== Short exercise ==
Express the stretch of data below, from its first line through the line containing "Mark the region of every instance of the player's bare", as a Markdown table with the columns Row and Line. Give each row a number, and leave out any blank lines.
◆ ◆ ◆
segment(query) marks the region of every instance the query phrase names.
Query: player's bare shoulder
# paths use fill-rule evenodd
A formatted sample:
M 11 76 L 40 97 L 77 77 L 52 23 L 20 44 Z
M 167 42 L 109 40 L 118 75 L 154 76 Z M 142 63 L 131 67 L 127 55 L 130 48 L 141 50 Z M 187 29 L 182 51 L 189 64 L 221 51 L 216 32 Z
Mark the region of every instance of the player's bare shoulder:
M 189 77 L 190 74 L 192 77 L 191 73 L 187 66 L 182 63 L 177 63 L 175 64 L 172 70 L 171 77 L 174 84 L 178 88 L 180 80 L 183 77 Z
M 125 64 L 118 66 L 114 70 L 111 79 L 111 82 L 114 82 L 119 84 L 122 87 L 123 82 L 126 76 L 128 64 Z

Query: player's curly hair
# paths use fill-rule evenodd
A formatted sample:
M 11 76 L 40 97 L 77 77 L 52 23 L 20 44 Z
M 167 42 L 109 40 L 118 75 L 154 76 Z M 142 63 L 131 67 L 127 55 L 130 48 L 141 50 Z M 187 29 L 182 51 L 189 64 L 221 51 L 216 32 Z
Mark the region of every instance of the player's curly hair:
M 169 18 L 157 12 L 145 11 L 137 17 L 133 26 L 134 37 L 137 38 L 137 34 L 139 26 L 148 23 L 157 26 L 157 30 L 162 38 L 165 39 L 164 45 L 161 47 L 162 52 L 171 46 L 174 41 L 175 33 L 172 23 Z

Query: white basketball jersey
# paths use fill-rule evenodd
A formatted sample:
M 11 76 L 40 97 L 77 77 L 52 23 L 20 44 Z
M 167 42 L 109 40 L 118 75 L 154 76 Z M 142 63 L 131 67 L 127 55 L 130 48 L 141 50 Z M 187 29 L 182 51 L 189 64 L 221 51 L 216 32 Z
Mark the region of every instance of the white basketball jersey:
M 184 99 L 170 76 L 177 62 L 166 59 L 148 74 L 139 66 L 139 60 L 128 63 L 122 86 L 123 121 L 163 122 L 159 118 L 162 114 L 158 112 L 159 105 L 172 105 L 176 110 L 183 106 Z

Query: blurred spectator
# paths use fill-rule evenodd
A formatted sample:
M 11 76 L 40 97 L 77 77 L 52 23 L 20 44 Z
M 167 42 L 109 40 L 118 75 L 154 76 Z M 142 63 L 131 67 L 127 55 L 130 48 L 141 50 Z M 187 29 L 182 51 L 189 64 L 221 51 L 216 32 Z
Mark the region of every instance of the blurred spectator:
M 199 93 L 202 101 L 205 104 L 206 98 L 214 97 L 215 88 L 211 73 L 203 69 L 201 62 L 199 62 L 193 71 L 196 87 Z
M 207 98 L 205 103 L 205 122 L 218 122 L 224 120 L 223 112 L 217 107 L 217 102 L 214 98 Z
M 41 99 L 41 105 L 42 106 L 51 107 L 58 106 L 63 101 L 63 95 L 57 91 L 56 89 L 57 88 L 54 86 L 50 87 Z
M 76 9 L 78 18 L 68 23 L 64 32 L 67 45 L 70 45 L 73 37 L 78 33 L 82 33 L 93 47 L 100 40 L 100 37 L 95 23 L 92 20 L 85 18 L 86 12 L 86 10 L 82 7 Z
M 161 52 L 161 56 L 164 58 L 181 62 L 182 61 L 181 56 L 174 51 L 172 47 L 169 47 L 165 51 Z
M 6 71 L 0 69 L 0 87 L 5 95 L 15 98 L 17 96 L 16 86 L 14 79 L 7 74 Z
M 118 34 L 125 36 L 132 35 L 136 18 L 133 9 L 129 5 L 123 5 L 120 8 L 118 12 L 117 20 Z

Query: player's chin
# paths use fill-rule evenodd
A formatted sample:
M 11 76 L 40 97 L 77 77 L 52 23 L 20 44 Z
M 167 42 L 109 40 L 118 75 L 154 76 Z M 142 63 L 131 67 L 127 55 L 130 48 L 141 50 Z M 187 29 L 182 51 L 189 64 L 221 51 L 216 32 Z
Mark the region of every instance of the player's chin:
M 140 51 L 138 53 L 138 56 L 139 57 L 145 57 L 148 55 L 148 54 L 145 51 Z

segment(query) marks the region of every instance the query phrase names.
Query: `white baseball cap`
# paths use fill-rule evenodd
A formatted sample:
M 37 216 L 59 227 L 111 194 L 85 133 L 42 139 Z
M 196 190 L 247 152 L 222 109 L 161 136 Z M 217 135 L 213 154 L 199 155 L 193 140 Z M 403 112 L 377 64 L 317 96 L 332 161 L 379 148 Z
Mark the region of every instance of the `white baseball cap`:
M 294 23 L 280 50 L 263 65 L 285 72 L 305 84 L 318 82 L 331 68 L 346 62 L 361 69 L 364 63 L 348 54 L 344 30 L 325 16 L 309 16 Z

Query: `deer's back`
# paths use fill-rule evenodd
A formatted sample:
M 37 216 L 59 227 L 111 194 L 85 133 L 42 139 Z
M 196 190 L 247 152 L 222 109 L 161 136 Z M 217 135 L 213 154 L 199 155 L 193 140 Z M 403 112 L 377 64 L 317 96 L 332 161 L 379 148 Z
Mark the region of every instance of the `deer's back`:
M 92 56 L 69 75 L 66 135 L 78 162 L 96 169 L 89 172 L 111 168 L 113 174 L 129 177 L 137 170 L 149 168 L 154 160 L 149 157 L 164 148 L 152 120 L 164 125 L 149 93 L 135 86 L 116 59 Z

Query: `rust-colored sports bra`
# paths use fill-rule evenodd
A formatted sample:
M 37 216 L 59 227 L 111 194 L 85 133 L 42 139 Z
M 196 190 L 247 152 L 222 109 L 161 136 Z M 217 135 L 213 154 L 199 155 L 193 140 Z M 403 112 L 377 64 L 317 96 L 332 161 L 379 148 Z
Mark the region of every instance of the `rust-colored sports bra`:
◆ ◆ ◆
== Full solution ==
| Row | Line |
|---|---|
| 1 | segment(query) marks the region of every instance the query phrase names. |
| 2 | Query: player's bare shoulder |
| 3 | # paths use fill-rule evenodd |
| 4 | A formatted sample: |
| 5 | M 11 76 L 40 97 L 77 77 L 52 23 L 20 44 Z |
| 6 | M 167 42 L 109 40 L 118 75 L 154 76 Z M 142 63 L 131 67 L 127 55 L 130 48 L 141 50 Z M 187 29 L 182 51 L 189 64 L 221 51 L 216 32 Z |
| 7 | Mark the region of every instance of the player's bare shoulder: |